### Aim of the exercise
Omit all pictures. Quote only the lines from the one with "query | person walking" through the end of the material below.

### Dataset records
--

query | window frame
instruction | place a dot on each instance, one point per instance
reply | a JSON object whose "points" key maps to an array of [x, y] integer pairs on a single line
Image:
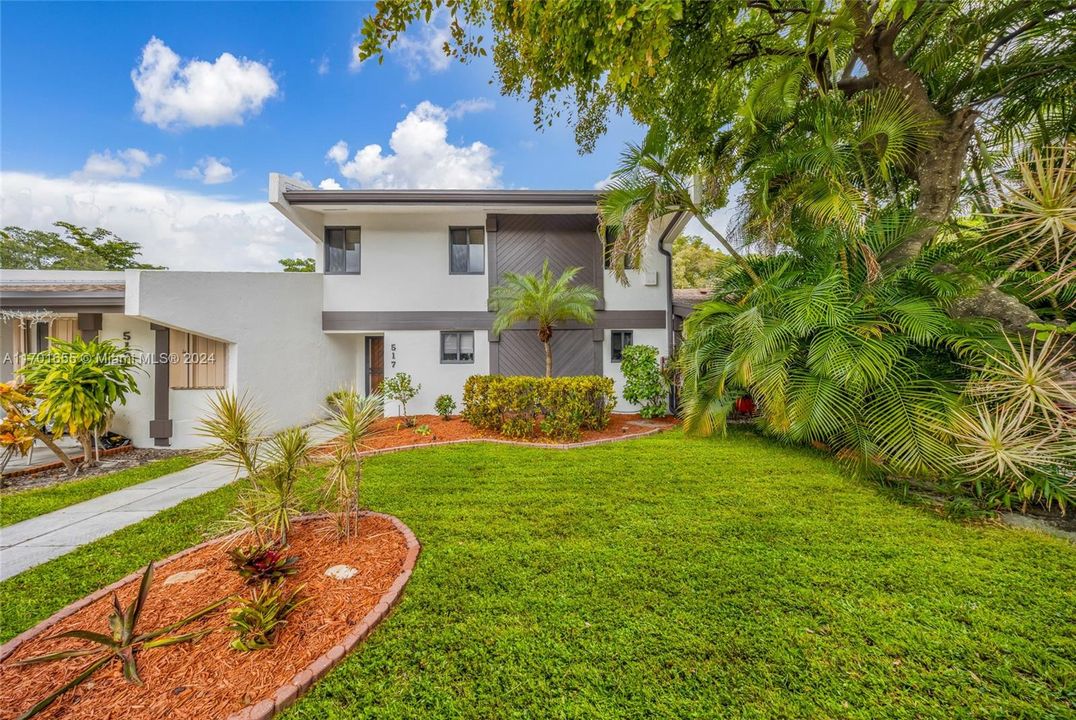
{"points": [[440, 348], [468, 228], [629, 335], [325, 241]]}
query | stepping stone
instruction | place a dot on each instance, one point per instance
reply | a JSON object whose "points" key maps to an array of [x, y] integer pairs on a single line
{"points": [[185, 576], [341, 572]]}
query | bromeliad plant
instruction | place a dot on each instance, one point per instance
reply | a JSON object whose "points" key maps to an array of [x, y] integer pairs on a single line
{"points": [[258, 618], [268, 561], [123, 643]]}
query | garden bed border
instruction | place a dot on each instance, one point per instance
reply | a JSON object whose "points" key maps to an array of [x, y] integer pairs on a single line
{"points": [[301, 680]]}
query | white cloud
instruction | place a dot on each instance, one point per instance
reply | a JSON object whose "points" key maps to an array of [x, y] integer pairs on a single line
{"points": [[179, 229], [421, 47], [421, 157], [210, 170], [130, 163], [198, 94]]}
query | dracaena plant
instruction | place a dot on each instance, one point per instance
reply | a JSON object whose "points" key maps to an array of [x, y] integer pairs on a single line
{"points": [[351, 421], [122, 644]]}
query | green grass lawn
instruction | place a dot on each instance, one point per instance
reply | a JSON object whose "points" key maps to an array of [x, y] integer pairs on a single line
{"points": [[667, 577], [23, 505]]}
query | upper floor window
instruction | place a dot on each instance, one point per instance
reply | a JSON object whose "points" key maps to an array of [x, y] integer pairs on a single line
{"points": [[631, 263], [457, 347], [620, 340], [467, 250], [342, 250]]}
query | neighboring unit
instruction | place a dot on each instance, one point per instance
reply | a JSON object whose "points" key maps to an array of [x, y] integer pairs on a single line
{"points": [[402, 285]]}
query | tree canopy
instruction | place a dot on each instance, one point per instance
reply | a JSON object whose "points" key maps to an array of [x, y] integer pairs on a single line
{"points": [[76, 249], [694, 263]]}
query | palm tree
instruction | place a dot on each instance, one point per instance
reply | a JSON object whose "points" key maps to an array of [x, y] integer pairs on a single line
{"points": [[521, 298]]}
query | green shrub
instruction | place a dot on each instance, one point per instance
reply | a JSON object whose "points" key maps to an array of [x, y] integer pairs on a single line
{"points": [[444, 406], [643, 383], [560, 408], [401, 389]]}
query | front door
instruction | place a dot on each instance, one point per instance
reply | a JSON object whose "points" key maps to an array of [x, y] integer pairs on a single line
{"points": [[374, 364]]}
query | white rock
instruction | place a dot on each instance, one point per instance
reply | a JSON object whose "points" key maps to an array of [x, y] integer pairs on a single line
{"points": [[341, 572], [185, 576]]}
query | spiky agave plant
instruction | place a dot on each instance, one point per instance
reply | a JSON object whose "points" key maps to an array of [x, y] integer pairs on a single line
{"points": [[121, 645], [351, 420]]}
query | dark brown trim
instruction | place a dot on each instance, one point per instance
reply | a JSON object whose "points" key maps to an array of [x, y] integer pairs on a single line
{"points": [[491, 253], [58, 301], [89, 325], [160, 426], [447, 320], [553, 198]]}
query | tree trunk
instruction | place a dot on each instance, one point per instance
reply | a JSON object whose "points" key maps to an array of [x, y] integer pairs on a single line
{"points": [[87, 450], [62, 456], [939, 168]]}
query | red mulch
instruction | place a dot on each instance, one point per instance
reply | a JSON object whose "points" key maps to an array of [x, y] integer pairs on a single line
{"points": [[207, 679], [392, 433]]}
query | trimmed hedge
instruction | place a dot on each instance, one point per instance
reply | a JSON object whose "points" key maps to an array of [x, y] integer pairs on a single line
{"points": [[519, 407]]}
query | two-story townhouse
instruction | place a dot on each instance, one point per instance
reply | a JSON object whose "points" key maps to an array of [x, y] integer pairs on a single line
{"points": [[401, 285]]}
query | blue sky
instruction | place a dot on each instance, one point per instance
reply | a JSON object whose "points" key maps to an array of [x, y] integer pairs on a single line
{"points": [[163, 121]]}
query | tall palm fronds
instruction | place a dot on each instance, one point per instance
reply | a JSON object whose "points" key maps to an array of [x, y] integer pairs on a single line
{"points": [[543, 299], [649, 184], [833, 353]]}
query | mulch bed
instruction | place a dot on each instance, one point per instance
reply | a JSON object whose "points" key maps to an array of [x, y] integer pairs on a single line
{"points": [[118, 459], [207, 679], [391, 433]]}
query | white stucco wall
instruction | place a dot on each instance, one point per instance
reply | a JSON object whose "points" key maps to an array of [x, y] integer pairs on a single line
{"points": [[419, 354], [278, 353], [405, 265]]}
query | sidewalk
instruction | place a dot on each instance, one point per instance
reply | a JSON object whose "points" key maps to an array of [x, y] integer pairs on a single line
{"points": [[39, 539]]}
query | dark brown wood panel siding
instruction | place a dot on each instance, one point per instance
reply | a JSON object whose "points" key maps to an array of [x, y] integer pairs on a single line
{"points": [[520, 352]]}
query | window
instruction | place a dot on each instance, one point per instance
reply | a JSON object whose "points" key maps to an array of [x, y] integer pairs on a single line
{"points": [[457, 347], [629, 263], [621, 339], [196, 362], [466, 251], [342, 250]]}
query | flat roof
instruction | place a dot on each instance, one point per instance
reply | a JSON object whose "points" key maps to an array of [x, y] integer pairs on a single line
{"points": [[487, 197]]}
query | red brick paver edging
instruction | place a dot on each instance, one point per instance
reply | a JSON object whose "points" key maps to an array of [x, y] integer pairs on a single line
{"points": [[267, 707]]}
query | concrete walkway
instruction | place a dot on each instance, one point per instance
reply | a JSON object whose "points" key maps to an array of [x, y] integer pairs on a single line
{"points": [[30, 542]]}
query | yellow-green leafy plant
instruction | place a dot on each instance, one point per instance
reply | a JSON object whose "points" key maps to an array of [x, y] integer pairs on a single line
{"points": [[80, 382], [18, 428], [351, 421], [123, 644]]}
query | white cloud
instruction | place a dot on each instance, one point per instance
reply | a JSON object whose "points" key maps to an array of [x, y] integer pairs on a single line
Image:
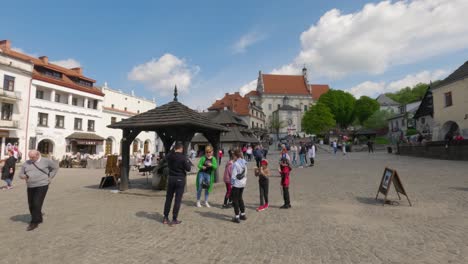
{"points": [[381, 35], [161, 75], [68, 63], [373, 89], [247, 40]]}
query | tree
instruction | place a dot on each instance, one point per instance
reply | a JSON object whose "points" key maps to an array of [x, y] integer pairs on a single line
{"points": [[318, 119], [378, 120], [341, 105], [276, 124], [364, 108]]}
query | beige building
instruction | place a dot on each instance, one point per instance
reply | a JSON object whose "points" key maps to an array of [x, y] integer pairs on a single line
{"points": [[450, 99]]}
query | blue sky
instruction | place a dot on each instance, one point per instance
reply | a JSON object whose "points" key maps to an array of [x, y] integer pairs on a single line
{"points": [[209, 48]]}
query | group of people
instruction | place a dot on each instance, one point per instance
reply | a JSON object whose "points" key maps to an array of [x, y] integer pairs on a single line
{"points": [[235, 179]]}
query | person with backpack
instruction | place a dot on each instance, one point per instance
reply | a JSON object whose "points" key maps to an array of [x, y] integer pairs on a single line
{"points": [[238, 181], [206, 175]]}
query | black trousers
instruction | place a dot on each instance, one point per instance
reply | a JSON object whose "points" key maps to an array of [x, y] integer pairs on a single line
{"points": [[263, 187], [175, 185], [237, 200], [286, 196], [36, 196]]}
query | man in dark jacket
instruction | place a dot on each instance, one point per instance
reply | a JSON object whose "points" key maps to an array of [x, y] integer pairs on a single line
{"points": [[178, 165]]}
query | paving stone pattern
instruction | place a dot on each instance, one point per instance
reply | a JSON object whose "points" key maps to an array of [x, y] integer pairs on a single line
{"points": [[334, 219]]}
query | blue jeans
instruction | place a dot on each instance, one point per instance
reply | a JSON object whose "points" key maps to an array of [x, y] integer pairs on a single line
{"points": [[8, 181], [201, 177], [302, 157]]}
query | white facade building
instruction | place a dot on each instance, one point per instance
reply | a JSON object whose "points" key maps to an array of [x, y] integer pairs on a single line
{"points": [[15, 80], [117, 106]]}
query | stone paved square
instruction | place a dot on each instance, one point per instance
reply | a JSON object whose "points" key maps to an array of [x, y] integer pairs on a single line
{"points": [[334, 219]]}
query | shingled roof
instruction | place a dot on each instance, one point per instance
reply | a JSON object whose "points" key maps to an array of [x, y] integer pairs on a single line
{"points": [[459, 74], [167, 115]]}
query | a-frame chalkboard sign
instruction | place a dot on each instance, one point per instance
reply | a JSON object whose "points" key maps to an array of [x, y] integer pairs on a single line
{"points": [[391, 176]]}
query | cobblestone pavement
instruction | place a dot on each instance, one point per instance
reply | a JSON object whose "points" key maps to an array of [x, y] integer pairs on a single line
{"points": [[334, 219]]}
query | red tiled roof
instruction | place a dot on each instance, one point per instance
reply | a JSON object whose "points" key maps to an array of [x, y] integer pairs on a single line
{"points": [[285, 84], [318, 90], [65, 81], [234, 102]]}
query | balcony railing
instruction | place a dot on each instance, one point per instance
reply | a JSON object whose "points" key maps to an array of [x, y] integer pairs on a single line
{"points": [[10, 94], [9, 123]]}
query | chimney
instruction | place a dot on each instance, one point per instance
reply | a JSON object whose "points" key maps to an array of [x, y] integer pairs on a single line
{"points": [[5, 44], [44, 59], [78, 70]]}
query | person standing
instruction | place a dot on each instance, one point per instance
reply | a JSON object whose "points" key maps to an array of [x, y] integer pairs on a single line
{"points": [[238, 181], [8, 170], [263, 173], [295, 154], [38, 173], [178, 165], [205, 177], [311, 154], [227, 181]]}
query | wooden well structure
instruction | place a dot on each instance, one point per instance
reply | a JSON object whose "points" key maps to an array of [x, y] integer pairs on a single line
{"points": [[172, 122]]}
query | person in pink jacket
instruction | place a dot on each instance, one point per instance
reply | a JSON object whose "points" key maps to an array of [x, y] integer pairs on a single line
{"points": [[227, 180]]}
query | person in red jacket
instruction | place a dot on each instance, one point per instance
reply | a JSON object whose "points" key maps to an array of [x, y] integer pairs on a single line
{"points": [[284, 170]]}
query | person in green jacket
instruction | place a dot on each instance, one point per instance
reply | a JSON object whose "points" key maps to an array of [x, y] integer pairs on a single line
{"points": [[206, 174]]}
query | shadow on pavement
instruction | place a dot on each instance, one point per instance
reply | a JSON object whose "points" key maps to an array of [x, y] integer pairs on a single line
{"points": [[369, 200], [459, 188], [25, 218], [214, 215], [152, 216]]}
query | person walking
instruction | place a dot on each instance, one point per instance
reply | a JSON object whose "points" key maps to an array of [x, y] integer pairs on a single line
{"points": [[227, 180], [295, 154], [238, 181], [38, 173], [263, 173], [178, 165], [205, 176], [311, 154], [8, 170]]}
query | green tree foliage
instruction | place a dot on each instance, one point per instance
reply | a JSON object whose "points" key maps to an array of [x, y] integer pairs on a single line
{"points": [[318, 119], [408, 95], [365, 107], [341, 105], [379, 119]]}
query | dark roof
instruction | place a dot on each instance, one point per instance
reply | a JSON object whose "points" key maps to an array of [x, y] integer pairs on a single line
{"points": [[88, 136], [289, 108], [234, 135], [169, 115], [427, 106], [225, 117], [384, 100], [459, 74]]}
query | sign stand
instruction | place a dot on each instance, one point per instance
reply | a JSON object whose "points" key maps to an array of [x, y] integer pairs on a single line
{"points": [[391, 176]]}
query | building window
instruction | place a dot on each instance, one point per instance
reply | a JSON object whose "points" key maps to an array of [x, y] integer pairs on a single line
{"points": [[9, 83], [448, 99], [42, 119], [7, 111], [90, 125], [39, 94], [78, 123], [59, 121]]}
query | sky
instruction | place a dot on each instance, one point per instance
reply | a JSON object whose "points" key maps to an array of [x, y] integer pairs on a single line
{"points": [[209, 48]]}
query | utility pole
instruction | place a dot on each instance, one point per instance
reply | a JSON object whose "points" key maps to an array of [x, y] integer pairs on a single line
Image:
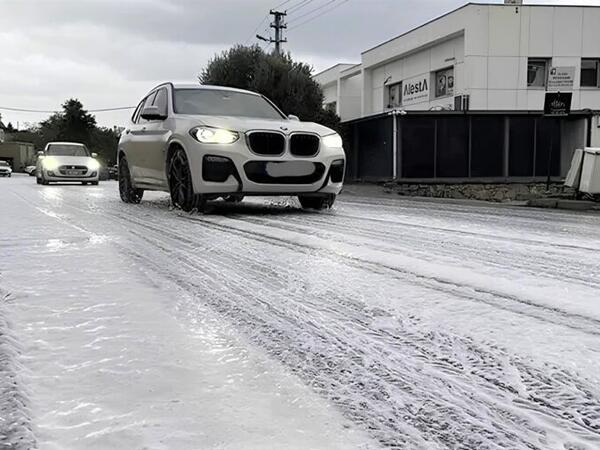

--

### Task output
query | person walking
instruction | place a dot on each instance, one point per instance
reply | a JSON object whose "points" key maps to an array of [x, y] integer pairs on a single line
{"points": [[227, 180], [295, 154], [238, 181], [38, 173], [263, 173], [178, 165], [205, 176], [311, 154], [8, 170]]}
query | green tree foliage
instruction | place a dot on each instance, one point per instance
reply | a JSON object whose "points" key maps to an array of [x, y] integer pairs on a single line
{"points": [[318, 119], [408, 95], [365, 107], [341, 105], [379, 119]]}
query | dark roof
instruction | place a dot on each instance, one point per instance
reply | a JSON object whose "points" key maps to an array of [x, y] integer pairs on a single line
{"points": [[88, 136], [289, 108], [234, 135], [169, 115], [427, 106], [225, 117], [384, 100], [459, 74]]}
query | sign stand
instruction | place a dot on each instance, one point per instance
reply | a JSON object whose "points" key maps to an array of [x, y] integer pairs on a single line
{"points": [[391, 176]]}
query | building window
instruction | place a dot on each instance, one point per instance
reply | a JSON object whose "points" key maps to an array of [x, y] integer pairs on a single line
{"points": [[9, 83], [448, 99], [42, 119], [7, 111], [90, 125], [39, 94], [78, 123], [59, 121]]}
query | sky
instruction | place a dot on each instance, one point per instance
reply | a JSON object whose "points" key maps to an array of [x, y] integer pairs on a single line
{"points": [[209, 48]]}
query | utility pole
instruction | place a dot on each instance, one point per instance
reply | a JSON object whose "points" key maps to an array of [x, y] integer pairs on a single line
Image:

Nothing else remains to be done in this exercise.